What is wrong with the "proof" for $\ln(2) =\frac{1}{2}\ln(2)$? I have got a question which is as follows:

Is  $\ln(2)=\frac{1}{2}\ln(2)$??

The following argument seems suggesting that the answer is yes:

We have the series $1-\frac{1}{2}+\frac{1}{3}-\frac{1}{4}+\cdots$
  which has a mathematically determined value $\ln(2)=0.693$. 
Now, let's do some rearrangement:
$$1-\frac{1}{2}+\frac{1}{3}-\frac{1}{4}+\frac{1}{5}-\frac{1}{6}+\frac{1}{7}-\frac{1}{8}+\frac{1}{9}-\frac{1}{10}+\frac{1}{11}-\frac{1}{12}......$$
   $$
 (1-\frac{1}{2})-\frac{1}{4}+(\frac{1}{3}-\frac{1}{6})-\frac{1}{8}+(\frac{1}{5}-\frac{1}{10})-\frac{1}{12}.......$$
  $$\frac{1}{2}-\frac{1}{4}+\frac{1}{6}-\frac{1}{8}+\frac{1}{10}-\frac{1}{12}......$$
   $$\frac{1}{2}(1-\frac{1}{2}+\frac{1}{3}-\frac{1}{4}+\frac{1}{5}-\frac{1}{6}+\frac{1}{7}-\frac{1}{8}+\frac{1}{9}-\frac{1}{10}+\frac{1}{11}-\frac{1}{12}......)$$
$$\frac{1}{2}\ln(2).$$


I know that mathematics can't be wrong, and I have done something wrong. But here is my question: where does the argument above go wrong?
_ _ _ _
# Goals
1. List every parenthesized pair of terms in the regrouped line of the post about the ln(2) rearrangement.
2. Carry on the post about the ln(2) rearrangement from its last sentence.
The data after the post is separate material.

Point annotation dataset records
_ _ _ _
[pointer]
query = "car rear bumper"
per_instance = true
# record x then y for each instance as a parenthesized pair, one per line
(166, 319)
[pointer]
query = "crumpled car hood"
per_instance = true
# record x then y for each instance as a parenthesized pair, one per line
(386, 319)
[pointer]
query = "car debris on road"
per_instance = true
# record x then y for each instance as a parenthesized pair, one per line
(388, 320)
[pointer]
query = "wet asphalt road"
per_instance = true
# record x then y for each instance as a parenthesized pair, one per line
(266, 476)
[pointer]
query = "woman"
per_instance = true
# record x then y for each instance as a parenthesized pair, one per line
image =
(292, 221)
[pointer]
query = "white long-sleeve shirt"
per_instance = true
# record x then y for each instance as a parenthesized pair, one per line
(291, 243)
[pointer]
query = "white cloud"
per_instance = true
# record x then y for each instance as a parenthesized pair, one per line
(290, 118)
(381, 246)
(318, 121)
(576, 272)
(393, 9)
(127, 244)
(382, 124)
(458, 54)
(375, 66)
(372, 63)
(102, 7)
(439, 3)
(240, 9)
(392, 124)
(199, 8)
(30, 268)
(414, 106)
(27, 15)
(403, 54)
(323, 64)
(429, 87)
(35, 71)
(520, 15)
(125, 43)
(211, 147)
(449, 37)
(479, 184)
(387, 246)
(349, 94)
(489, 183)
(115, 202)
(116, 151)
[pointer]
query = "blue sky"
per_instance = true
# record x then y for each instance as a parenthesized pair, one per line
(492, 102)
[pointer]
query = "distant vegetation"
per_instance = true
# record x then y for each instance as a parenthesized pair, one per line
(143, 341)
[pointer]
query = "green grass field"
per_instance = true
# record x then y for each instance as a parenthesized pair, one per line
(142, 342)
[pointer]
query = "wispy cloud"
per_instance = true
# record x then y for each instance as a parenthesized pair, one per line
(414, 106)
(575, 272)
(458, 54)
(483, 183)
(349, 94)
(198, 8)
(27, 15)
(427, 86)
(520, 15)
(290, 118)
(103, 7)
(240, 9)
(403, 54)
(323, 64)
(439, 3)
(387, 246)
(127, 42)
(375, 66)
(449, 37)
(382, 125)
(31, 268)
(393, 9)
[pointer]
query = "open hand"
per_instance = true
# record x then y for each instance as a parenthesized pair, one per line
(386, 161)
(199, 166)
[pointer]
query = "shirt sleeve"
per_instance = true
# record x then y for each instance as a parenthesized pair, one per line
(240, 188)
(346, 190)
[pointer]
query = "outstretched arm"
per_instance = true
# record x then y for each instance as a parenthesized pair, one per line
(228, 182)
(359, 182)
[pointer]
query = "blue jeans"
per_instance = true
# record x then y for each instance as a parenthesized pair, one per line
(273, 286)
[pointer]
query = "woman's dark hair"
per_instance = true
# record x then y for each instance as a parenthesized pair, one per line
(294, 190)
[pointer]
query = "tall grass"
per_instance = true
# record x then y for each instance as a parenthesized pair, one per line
_ _ _ _
# Exercise results
1. $(1-\frac{1}{2})$, $(\frac{1}{3}-\frac{1}{6})$, $(\frac{1}{5}-\frac{1}{10})$

2.
 A: Such regrouping of a series is just not guaranteed not to alter the limit or even preserve convergence. 
It would be admissible if the series were absolutely convergent, that is the series of absolute values would converges. But, the current series does not converge absolutely. 
A: The series $\sum\limits_{k=1}^n\frac{(-1)^{k+1}}k$ is convergent but not absolutely convergent, i.e. the sum itself has a limit, but $\sum_{k=1}^\infty\left\lvert\frac{(-1)^{k+1}}{k}\right\rvert=+\infty$. Therefore, by Riemann-Dini theorem, for any extended real numbers $\alpha\le \beta\in\Bbb R\cup\{-\infty,\infty\}$ there is a bijective function $f:\Bbb N^+\to\Bbb N^+$ such that $$\alpha=\liminf_{n\to\infty}\sum_{k=1}^n \frac{(-1)^{f(k)}}{f(k)}\le\limsup_{n\to\infty}\sum_{k=1}^n \frac{(-1)^{f(k)}}{f(k)}=\beta$$
You happen to have described, more or less explicitly, a bijective function $f$ which goes well with $\alpha=\beta=\ln\sqrt2$, which happens to be the example(s) on Wikipedia too.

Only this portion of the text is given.